Copia sin ningún cambio el pasaje del texto de estudio que va desde «Antes de llegar» hasta «Argüello, Róldenas, Inga.».

**Texto de estudio**
+++

Antes de llegar al momento de las rastreadoras Eduardo sitúa la historia en un teatro. Orsina, una de las actrices ha desaparecido. Una solución es hacerle un entierro en esfinge. El teatro es el teatro de la memoria y la identidad en su metamorfosis. Un actor es un cántaro obligado a vaciarse para dar cabida a otras identidades. La posibilidad abierta al espectador de ver o experimentar otras vidas desde su butaca. Al lado de Orsina, a la sombra de su recuerdo (ni carne ni ausencia de carne) están Fernando Ciego, Gastón Tévez, Joaquín Vera, Teoría Ponce, Marte Argüello, Róldenas, Inga.
que si lo estaban matando unas curanderas indias o si lo apuñalaban con sus cuchillos de hueso los yaquis y lo colgaban de un puente los seris o si lo metían en un tambo de doscientos litros de ácido para que no quedara de él ni los sueños ni san francisco de asís o si lo levantaban las madres de los cincuentaidós indios que mandó colgar él ¿dónde? o si desaparecía ahogado en las aguas de la bahía porque lo arrojó desde el cielo un helicóptero de las guardias blancas cuando mataban estudiantes o si le pegó un balazo aburto o la bruja paca sabe dónde queda su cuerpo enterrado en la sierra o si es un periodista que torturan y asesinan y abandonan al lado de un camino por el que nadie pasa o acaso si en el último momento ve una luz pero esa luz no es otra cosa que el sol quemándole la cabeza mientras camina en el desierto para llegar a la frontera o si lo violan los maras y los zetas y lo quiénsabequé subido en la bestia o en el ferrocarril del pacífico o acaba en un burdel en ciudad juárez o en tijuana o rayando las amapolas en la sierra de sinaloa o de guerrero o como un soldado más de los cárteles y al morir lo enterraban debajo de la casa de los colonos y le construían encima una habitación sin ventanas de la que ni él ni su espíritu ni su recuerdo pudieran salir, a él, a Juan Manuel de Viniegra, no le importaba
Algo conecta todo el relato. Si Gustavo Faverón testimoniaba la tortura en su monumental Vivir abajo y Bolaño, en “La parte de los crímenes” daba un testimonio casi forense con listas exhaustivas de más de cien mujeres violadas, asesinadas y descuartizadas a mediados de los noventa en Ciudad Juárez en su novela 2666, Eduardo incide y abunda en el espacio intermedio entre la tortura (aunque también en el texto está la casa de los colonos en la que se practican las desapariciones) y la aparición del cuerpo, para hablarnos de la sinrazón y la violencia que sufre méxico, ya desde la llegada de los españoles con su conquista y exterminio de la población indígena y luego la presencia de los cárteles de la droga, la policía corrupta, el desprecio por la vida ajena. Un relato poblado de fantasmas y ausencias, un desequilibrio que al ser puesto en el papel tiende a dislocarse, a fragmentarse, a descoyuntarse como un cuerpo madreado y destazado, y por eso, quizás la manera de abordar esta realidad infausta y desoladora no sea desde la sintaxis procedimental, el punto final, la coma a la que asirse, sino del flujo, el borbotón, el campo abierto, el baladro, la frase no acotada, y las palabras entonces arracimadas, yuxtapuestas, como enfermas de sí mismas, violentadas o como si un virus las hubiera hecho mutar tratando de explicar algo para el que las palabras son algo insuficiente, ¿un gesto entonces? No, para nada: una GESTA. Por su empeño, resultado y trascendencia.

+++

**Datos proporcionados**
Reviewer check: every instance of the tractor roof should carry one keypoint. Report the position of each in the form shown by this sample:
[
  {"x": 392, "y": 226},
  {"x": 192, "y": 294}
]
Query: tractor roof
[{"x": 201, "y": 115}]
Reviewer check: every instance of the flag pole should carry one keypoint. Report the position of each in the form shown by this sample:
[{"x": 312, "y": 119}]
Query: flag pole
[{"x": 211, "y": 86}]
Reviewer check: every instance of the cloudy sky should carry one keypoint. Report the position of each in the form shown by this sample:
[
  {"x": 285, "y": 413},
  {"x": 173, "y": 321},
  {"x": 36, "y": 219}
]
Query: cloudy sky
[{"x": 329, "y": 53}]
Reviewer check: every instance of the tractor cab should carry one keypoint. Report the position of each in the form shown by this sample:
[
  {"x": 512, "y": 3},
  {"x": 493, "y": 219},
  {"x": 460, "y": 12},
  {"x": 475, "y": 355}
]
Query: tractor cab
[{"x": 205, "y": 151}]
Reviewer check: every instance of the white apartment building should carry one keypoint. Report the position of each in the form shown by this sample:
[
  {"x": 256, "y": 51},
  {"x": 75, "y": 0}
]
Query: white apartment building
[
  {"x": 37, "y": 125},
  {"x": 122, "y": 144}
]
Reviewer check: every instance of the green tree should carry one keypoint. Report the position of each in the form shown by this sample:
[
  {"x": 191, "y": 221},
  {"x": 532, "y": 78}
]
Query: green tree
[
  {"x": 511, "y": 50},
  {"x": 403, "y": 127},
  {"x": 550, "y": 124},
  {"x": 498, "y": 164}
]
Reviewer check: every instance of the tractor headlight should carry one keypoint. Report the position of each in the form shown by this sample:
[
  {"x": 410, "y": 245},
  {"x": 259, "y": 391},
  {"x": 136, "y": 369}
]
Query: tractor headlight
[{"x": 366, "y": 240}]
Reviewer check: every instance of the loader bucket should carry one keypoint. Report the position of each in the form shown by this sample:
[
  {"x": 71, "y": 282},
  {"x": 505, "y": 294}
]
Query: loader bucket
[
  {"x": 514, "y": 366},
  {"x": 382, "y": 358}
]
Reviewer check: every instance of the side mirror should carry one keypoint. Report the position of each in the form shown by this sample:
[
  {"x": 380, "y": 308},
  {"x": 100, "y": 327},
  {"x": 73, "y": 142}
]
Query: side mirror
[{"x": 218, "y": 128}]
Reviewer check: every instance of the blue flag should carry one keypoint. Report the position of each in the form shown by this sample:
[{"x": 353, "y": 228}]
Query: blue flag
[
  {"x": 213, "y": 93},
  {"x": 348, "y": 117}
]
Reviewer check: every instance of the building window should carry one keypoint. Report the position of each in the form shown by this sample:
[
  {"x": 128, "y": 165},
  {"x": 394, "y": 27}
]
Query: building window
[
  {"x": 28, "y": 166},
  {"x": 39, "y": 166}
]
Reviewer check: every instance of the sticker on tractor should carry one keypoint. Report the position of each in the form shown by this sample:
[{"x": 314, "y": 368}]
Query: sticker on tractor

+++

**Solución redactada**
Antes de llegar al momento de las rastreadoras Eduardo sitúa la historia en un teatro. Orsina, una de las actrices ha desaparecido. Una solución es hacerle un entierro en esfinge. El teatro es el teatro de la memoria y la identidad en su metamorfosis. Un actor es un cántaro obligado a vaciarse para dar cabida a otras identidades. La posibilidad abierta al espectador de ver o experimentar otras vidas desde su butaca. Al lado de Orsina, a la sombra de su recuerdo (ni carne ni ausencia de carne) están Fernando Ciego, Gastón Tévez, Joaquín Vera, Teoría Ponce, Marte Argüello, Róldenas, Inga.